(Source data)
= Beginning of Section =

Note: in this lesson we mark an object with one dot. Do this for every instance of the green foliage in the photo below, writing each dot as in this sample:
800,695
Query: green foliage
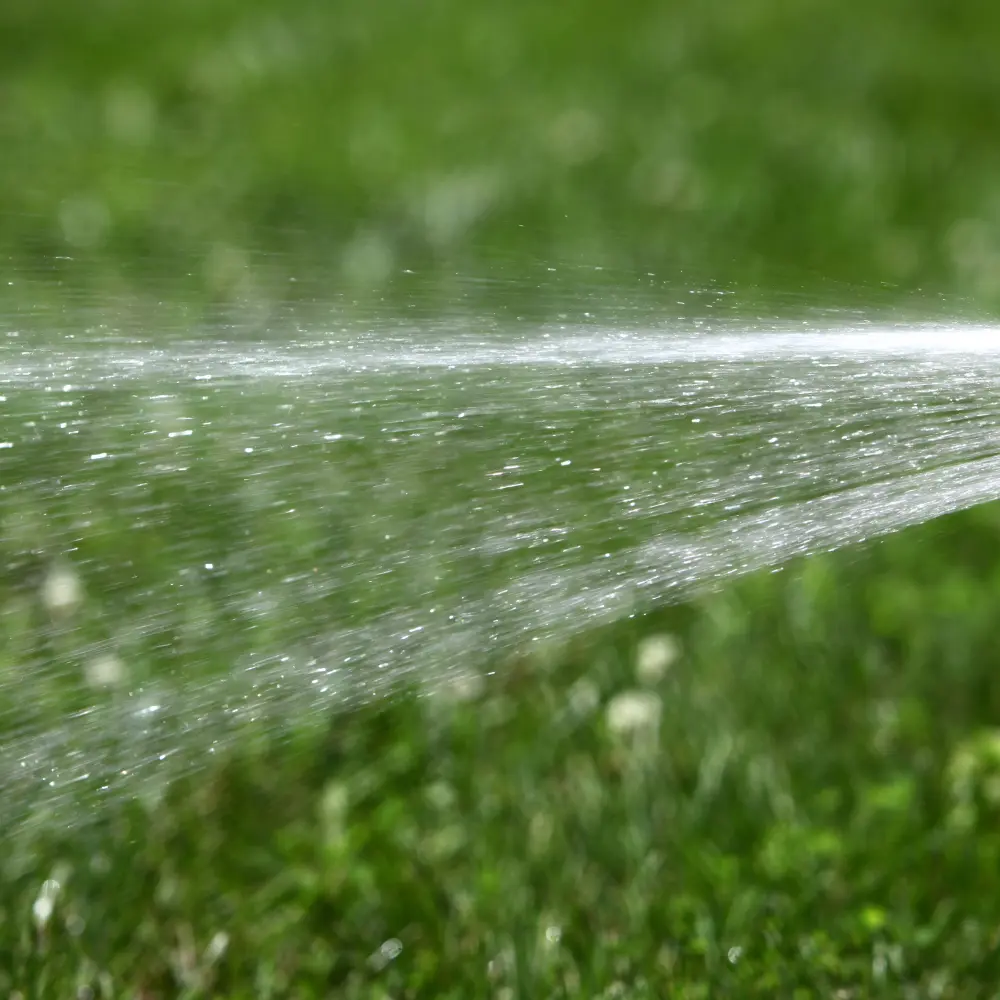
797,795
220,149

= End of Section =

Without the pictures, restate all the entries above exactly.

Problem solution -
Note: in this lesson we mark an object with one dot. Do this for every instance of the green foliage in the photo below, writing each dot as in this sample:
800,695
Query: green foliage
797,795
220,149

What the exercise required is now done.